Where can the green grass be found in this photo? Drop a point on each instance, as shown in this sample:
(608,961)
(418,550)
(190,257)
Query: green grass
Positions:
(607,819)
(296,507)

» **Task brief**: Repeat every line of the data verbatim.

» **Solution**:
Where can the green grass be found in this photo? Drop a point on each instance, as shown in this sample:
(608,961)
(418,550)
(190,257)
Query: green grass
Positions:
(607,819)
(296,507)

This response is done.